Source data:
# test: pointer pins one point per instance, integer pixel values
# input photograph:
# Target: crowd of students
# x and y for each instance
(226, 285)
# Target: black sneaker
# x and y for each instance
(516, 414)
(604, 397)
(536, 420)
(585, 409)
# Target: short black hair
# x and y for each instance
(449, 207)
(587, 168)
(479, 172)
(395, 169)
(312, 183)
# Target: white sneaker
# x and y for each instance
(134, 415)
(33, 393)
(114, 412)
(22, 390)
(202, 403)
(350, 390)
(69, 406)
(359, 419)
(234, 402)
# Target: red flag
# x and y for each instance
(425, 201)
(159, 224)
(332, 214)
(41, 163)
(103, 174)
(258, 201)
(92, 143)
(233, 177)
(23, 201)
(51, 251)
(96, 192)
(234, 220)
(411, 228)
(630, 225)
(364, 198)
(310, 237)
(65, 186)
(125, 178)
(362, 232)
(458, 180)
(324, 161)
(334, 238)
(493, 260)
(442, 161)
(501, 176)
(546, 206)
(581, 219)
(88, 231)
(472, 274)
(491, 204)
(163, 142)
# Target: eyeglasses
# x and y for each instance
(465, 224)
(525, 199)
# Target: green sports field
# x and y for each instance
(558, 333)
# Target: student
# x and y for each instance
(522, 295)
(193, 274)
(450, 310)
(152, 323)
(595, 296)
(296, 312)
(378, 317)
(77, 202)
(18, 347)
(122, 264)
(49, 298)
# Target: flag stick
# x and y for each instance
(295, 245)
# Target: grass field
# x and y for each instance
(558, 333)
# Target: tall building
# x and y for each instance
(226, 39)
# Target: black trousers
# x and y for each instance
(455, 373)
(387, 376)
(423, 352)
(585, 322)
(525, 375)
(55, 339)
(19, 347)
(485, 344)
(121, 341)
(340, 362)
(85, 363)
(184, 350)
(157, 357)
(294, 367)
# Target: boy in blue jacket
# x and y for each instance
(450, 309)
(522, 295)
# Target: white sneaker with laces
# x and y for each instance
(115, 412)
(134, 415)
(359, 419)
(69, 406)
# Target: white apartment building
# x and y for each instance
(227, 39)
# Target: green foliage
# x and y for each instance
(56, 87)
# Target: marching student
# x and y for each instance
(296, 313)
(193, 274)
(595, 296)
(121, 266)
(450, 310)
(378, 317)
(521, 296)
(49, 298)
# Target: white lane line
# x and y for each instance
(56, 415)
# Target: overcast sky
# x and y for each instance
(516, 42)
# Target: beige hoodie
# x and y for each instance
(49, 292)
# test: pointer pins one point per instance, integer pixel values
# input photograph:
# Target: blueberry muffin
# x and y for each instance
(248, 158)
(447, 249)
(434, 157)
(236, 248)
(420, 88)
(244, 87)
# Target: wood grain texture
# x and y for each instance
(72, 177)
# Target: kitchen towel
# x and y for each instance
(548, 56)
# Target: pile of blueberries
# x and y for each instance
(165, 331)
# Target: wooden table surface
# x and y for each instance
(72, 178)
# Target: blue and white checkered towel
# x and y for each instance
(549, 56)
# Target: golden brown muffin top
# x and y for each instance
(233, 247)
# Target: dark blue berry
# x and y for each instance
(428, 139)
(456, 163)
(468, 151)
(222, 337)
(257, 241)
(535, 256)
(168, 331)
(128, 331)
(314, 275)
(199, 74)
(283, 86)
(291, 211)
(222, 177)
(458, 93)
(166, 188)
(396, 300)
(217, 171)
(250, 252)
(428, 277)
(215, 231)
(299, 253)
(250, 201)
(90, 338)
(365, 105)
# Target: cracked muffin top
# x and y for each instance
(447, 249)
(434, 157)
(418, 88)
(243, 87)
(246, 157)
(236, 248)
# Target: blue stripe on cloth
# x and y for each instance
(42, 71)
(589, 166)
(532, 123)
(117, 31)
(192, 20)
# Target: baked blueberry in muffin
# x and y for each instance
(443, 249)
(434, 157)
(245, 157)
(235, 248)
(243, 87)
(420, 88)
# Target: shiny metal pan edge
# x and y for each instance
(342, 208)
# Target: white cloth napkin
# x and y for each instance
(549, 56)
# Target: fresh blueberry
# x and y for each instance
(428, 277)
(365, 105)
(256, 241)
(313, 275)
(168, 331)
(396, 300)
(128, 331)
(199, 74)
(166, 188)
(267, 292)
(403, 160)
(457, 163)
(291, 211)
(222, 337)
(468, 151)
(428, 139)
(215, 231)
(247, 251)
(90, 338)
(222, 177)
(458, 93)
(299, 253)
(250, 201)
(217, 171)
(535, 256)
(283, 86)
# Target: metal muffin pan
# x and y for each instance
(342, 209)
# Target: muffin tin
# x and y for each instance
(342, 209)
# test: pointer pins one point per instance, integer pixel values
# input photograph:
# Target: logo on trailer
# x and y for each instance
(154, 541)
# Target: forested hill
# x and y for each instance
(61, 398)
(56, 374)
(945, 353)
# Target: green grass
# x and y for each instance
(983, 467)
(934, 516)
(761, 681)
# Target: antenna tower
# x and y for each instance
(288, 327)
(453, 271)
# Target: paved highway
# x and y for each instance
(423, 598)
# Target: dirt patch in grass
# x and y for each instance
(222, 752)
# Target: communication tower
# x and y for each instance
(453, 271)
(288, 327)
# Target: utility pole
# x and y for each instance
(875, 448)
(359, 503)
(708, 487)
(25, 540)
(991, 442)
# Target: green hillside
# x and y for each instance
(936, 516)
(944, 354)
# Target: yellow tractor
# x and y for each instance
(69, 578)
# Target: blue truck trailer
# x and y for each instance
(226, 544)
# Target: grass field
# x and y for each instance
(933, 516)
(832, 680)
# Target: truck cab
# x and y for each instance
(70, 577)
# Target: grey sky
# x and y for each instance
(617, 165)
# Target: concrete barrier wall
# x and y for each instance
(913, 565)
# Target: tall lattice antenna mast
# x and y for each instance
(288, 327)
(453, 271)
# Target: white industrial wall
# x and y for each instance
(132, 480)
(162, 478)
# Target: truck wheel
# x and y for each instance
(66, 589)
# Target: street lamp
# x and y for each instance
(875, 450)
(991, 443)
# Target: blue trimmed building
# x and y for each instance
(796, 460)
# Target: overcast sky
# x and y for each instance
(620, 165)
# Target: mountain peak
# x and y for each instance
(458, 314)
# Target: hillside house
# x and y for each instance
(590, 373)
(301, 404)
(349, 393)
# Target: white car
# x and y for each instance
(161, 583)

→ **WRITTEN TASK**: Write the material out again word for word.

→ **WRITTEN ANSWER**:
# test: pointer pins one point per instance, integer pixel values
# input photograph:
# Target: crowd of students
# x and y for each instance
(226, 285)
# Target: black sneaker
# x and y for each instance
(516, 414)
(604, 397)
(536, 420)
(585, 409)
# Target: short black hair
# x and y for each instance
(449, 207)
(587, 168)
(479, 172)
(395, 169)
(312, 183)
# Target: white sneaker
# x and y for each instance
(134, 415)
(33, 393)
(114, 412)
(22, 390)
(202, 403)
(350, 390)
(69, 406)
(359, 419)
(234, 402)
# Target: red flag
# x and y for each instance
(425, 201)
(159, 224)
(332, 214)
(41, 163)
(103, 174)
(258, 201)
(92, 143)
(233, 177)
(23, 201)
(51, 251)
(96, 192)
(234, 220)
(411, 228)
(630, 225)
(364, 198)
(310, 237)
(65, 186)
(125, 178)
(362, 232)
(458, 180)
(324, 161)
(334, 238)
(493, 260)
(442, 161)
(501, 176)
(546, 206)
(581, 219)
(88, 231)
(472, 274)
(491, 204)
(163, 142)
# Target: eyeglasses
# x and y for each instance
(465, 224)
(525, 199)
# Target: green sports field
# x and y for each instance
(558, 333)
# Target: student
# x and y for each instance
(522, 295)
(193, 274)
(450, 310)
(152, 323)
(595, 296)
(296, 312)
(378, 317)
(77, 202)
(18, 347)
(122, 264)
(49, 298)
# Target: flag stick
# x and y for each instance
(295, 245)
# Target: grass field
# x and y for each instance
(558, 333)
# Target: tall building
# x and y for each instance
(226, 39)
# Target: black trousers
# x and y for each instance
(455, 373)
(387, 376)
(423, 352)
(585, 322)
(525, 375)
(55, 339)
(19, 347)
(485, 344)
(121, 341)
(340, 362)
(85, 363)
(184, 350)
(157, 357)
(294, 367)
# Target: boy in blue jacket
# x and y for each instance
(450, 309)
(522, 295)
# Target: white sneaker with laces
# x and y for each instance
(115, 412)
(134, 415)
(359, 419)
(69, 406)
# Target: white apartment building
# x and y for each instance
(227, 39)
# Target: green foliage
# x and y for each instance
(56, 87)
# Target: marching student
# x and y for each instance
(296, 313)
(193, 274)
(595, 296)
(121, 266)
(450, 310)
(378, 317)
(521, 296)
(49, 298)
# Target: white lane line
# x and y for each instance
(56, 415)
# Target: overcast sky
# x and y for each instance
(516, 42)
# Target: beige hoodie
# x and y for each instance
(49, 292)
# test: pointer pins one point per instance, integer pixel values
# input photograph:
# Target: blueberry muffin
# x and y for each instance
(248, 158)
(447, 249)
(434, 157)
(236, 248)
(420, 88)
(244, 87)
# Target: wood grain texture
# x and y for each instance
(72, 177)
# Target: kitchen towel
# x and y for each instance
(548, 56)
# Target: pile of blueberries
# x and y for each instance
(165, 331)
# Target: wooden table surface
# x and y for each instance
(72, 178)
# Target: blue and white checkered towel
# x and y for each instance
(549, 56)
# Target: golden brown muffin top
# x and y for each instance
(233, 247)
# Target: dark blue berry
# x and y for each instance
(428, 139)
(456, 163)
(468, 151)
(222, 337)
(257, 241)
(535, 256)
(168, 331)
(128, 331)
(314, 275)
(199, 74)
(283, 86)
(291, 211)
(222, 177)
(458, 93)
(166, 188)
(396, 300)
(217, 171)
(250, 252)
(428, 277)
(215, 231)
(299, 253)
(250, 201)
(90, 338)
(365, 105)
# Target: cracked muffin top
# x and y for each instance
(447, 249)
(434, 157)
(418, 88)
(243, 87)
(246, 157)
(236, 248)
# Target: blue stripe on cloth
# x and y for each instance
(42, 71)
(589, 166)
(532, 123)
(117, 31)
(192, 20)
# Target: baked blueberry in muffin
# x and y for each instance
(443, 249)
(434, 157)
(245, 157)
(235, 248)
(243, 87)
(420, 88)
# Target: shiny metal pan edge
# x and y for each instance
(342, 208)
# Target: white cloth napkin
# x and y for each instance
(549, 56)
# Target: fresh blueberry
# x and y for each instance
(428, 277)
(365, 105)
(256, 241)
(313, 275)
(168, 331)
(396, 300)
(128, 331)
(199, 74)
(166, 188)
(267, 292)
(403, 160)
(457, 163)
(291, 211)
(222, 337)
(468, 151)
(428, 139)
(215, 231)
(247, 251)
(90, 338)
(222, 177)
(458, 93)
(299, 253)
(250, 201)
(217, 171)
(535, 256)
(283, 86)
# Target: metal muffin pan
# x and y for each instance
(342, 209)
# Target: muffin tin
# x and y for each instance
(342, 209)
# test: pointer pins one point per instance, integer pixel values
# input photograph:
# Target: logo on trailer
# x and y for each instance
(154, 541)
# Target: forested hill
# x and y for each instance
(61, 398)
(56, 374)
(945, 353)
# Target: green grass
# x and y for each instance
(983, 467)
(934, 516)
(761, 681)
# Target: antenna tower
# x and y for each instance
(288, 327)
(453, 271)
# Target: paved highway
# x and y for each instance
(423, 598)
# Target: dirt patch in grass
# x and y for each instance
(222, 752)
# Target: communication tower
# x and y for each instance
(453, 271)
(288, 327)
# Target: utility pole
# x and y for each instance
(875, 448)
(359, 503)
(708, 487)
(25, 540)
(991, 442)
# Target: green hillside
# x and y for each instance
(936, 516)
(944, 354)
# Target: yellow tractor
# x and y for each instance
(69, 578)
# Target: blue truck trailer
# x and y for each instance
(226, 544)
# Target: grass field
# x and y for each instance
(933, 516)
(832, 680)
# Target: truck cab
# x and y for each instance
(70, 577)
# Target: grey sky
# x and y for each instance
(617, 165)
# Target: concrete barrier wall
# x and y for each instance
(913, 565)
# Target: tall lattice antenna mast
# x and y for each instance
(288, 327)
(453, 271)
# Target: white industrial wall
# x and y for each instance
(132, 480)
(162, 478)
# Target: truck wheel
# x and y for each instance
(66, 589)
# Target: street lamp
# x and y for each instance
(875, 450)
(991, 443)
# Target: blue trimmed building
# x and y for each instance
(796, 460)
# Target: overcast sky
# x and y for each instance
(620, 165)
# Target: mountain peak
# x and y for each instance
(458, 314)
# Target: hillside house
# x and y for each instance
(590, 373)
(301, 404)
(349, 393)
# Target: white car
# x and y for each instance
(161, 583)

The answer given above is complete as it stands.